Text excerpt:
The booth of ASML, a Dutch semiconductor equipment supplier, at the fourth China International Import Expo, in Shanghai, China, November 9, 2021. /CFP
The booth of ASML, a Dutch semiconductor equipment supplier, at the fourth China International Import Expo, in Shanghai, China, November 9, 2021. /CFP
Additionally, reluctance has looked obvious in Japan's toeing of Washington's lines to support American efforts to limit China's access to advanced semiconductors, manufacturing equipment, and related goods and services. When it comes to semiconductors, America's long-time ally Japan doesn't hesitate to challenge American dualistic lines. "Our interests and your interests are not identical," a Japanese official recalled telling a U.S. counterpart, during an interview with the Economist.
So far, the discussion over the potential fallouts from America's tech war against China, which have started to batter the chips market, have been confined to the realm of cost-benefit analysis. Economic stakes are astronomical for the U.S. allies to yield under relentless U.S. coercive pressure. China accounts for over a quarter of global annual demand for semiconductor equipment. As high-end chip demand continues to grow in China, the impact of U.S. export controls will be detrimental to companies selling to the Chinese market.
The U.S., out of its ignorance and techno-nationalist paranoia, has pushed hard on broad-based technological decoupling with China by rebooting the semiconductor ecosystem under the economically unfeasible "friend-shoring" proposition, which shows disregard for the monumental costs across the tech chain. According to a joint report by the Semiconductor Industry Association and Boston Consulting Group, fully-sufficient local supply chains would require at least $1 trillion in upfront investment, resulting in $45 to $125 billion in incremental recurrent annual operational costs for the entire industry with an increase in chip prices by an average of 35 to 65 percent.

Entries shown:
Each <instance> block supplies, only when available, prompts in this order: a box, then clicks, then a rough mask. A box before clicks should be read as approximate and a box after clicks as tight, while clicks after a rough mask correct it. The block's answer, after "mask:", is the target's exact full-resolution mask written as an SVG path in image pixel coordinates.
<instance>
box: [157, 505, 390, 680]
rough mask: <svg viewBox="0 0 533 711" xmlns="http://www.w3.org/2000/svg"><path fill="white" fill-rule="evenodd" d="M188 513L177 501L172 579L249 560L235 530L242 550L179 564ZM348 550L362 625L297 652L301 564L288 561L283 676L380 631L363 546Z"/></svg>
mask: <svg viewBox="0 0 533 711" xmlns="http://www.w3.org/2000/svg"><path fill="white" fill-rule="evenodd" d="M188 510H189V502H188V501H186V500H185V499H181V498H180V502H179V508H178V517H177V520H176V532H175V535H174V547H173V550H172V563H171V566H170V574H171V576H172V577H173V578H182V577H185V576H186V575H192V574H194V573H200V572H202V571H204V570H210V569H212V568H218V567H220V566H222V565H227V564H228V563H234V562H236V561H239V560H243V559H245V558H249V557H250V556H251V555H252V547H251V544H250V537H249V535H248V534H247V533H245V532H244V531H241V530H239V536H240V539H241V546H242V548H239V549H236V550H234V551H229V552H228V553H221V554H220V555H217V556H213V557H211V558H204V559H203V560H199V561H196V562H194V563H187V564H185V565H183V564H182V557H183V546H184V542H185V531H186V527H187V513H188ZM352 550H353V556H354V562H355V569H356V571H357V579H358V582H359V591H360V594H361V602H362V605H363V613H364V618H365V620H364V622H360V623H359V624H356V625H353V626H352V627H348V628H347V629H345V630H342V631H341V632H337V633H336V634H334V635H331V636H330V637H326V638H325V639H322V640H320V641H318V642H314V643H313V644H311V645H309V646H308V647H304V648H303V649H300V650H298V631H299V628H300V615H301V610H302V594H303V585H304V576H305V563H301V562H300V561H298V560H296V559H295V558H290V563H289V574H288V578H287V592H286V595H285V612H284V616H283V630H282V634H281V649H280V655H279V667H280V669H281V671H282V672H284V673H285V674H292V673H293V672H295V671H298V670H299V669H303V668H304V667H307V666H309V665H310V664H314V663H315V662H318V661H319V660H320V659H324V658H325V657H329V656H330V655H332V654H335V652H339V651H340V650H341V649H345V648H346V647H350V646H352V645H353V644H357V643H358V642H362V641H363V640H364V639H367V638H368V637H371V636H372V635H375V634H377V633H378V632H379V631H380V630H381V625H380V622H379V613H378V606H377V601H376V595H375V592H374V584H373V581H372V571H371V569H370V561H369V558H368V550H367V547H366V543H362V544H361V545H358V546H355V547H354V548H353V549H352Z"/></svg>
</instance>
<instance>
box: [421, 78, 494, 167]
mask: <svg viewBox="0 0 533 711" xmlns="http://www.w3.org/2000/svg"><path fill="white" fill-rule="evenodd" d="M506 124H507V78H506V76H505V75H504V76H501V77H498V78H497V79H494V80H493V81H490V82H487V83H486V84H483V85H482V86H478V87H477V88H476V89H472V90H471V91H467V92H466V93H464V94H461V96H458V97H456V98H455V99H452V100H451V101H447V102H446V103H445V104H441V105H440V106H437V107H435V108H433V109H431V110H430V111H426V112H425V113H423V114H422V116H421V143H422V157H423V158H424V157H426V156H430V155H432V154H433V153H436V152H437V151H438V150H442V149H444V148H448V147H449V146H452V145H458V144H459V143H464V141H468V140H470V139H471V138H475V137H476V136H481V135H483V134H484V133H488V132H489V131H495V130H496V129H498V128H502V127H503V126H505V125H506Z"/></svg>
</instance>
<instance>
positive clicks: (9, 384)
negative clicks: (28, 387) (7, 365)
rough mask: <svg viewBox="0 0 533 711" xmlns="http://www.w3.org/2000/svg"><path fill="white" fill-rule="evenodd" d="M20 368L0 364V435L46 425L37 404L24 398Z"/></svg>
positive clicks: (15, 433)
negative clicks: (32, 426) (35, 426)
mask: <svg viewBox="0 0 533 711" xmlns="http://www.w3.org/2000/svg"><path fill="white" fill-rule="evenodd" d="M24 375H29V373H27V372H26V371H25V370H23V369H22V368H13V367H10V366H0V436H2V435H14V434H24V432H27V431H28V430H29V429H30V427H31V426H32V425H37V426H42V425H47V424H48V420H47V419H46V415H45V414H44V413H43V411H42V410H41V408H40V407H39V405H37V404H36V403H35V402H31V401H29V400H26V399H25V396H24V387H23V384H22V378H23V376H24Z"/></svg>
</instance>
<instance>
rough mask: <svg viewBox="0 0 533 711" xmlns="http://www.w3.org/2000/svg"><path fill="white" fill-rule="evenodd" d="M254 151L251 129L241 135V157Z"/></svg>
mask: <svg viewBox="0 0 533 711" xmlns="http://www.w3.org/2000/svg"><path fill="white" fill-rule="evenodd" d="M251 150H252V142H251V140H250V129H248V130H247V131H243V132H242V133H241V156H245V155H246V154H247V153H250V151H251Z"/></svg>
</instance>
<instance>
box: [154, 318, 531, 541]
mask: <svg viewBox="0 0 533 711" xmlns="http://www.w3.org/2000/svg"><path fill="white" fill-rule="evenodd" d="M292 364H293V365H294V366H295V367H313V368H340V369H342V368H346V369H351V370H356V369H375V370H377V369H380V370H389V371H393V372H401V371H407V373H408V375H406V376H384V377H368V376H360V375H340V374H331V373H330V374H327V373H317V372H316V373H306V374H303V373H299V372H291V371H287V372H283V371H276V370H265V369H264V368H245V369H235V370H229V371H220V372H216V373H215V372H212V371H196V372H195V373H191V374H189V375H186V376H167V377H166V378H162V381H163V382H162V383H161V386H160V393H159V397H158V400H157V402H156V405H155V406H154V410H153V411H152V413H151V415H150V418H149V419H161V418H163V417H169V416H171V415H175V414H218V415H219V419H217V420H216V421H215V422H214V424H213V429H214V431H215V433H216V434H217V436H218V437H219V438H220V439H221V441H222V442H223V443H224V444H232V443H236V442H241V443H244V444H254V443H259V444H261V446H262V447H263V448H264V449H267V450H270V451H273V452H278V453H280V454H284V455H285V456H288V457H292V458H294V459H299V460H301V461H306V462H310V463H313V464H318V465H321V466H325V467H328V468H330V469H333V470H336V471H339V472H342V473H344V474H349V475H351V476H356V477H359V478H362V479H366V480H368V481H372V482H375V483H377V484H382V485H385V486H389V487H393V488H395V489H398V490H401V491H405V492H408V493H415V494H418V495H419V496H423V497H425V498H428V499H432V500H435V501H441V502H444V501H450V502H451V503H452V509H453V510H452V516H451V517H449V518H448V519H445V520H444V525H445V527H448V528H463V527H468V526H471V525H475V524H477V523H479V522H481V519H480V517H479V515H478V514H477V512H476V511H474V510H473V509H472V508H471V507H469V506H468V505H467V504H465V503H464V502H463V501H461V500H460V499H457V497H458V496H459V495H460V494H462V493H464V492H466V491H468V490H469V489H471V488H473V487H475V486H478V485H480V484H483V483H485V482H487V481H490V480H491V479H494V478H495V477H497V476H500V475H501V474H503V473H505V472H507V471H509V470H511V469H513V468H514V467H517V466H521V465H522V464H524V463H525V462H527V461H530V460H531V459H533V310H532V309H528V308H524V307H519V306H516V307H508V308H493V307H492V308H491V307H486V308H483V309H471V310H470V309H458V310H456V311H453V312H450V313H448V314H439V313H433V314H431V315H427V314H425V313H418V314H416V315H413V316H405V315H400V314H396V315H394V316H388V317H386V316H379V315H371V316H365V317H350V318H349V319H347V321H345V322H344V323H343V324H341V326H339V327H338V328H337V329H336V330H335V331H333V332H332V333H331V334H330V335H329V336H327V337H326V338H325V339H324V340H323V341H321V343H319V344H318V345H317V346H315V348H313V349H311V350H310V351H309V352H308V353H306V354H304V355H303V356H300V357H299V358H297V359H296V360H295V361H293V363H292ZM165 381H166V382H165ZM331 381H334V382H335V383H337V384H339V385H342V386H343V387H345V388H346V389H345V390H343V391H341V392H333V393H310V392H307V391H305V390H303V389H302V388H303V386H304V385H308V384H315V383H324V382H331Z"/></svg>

Requirement 1:
In the semiconductor excerpt, repeat word for word the passage that starts at the words "The U.S., out" and ends after the words "to 65 percent.".
Requirement 2:
According to the semiconductor excerpt, what things are American efforts trying to limit China's access to? List all of them.
Requirement 3:
Answer these questions from the semiconductor excerpt:
(a) What date is given for the ASML booth at the fourth China International Import Expo?
(b) What share of global annual demand for semiconductor equipment does China account for?
(c) Which two organizations produced the joint report on fully-sufficient local supply chains?

Final answer 1:
The U.S., out of its ignorance and techno-nationalist paranoia, has pushed hard on broad-based technological decoupling with China by rebooting the semiconductor ecosystem under the economically unfeasible "friend-shoring" proposition, which shows disregard for the monumental costs across the tech chain. According to a joint report by the Semiconductor Industry Association and Boston Consulting Group, fully-sufficient local supply chains would require at least $1 trillion in upfront investment, resulting in $45 to $125 billion in incremental recurrent annual operational costs for the entire industry with an increase in chip prices by an average of 35 to 65 percent.

Final answer 2:
- advanced semiconductors
- manufacturing equipment
- related goods and services

Final answer 3:
(a) November 9, 2021
(b) Over a quarter
(c) The Semiconductor Industry Association and Boston Consulting Group